[[ SUPPLIED RECORDS, beginning ]]
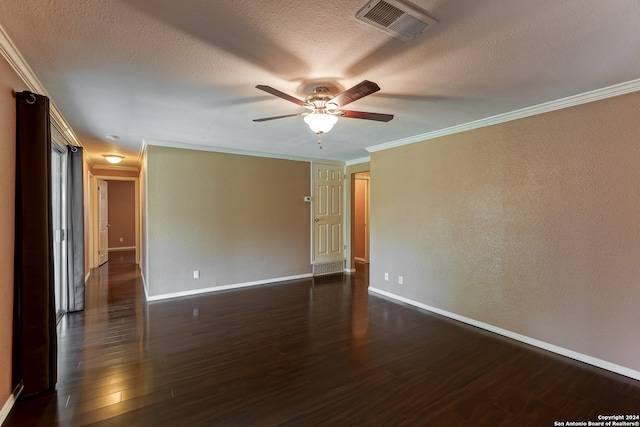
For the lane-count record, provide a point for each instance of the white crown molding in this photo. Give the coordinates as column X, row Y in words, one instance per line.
column 15, row 59
column 622, row 370
column 187, row 146
column 571, row 101
column 116, row 168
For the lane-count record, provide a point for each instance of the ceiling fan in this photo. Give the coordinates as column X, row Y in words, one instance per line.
[[ SUPPLIED RECORDS, end ]]
**WORK INSTRUCTIONS**: Please return all of the material above exactly, minus any pictures.

**ANSWER**:
For the lane-count record, provide a point for each instance of the white crown molding in this photo. Give the coordinates as column X, row Y in words, one instance per line.
column 15, row 59
column 622, row 370
column 187, row 146
column 571, row 101
column 116, row 168
For the lane-count record, provide a point for each instance of the ceiling fan in this photo. Give the coordinates as column X, row Y in words, one instance per line.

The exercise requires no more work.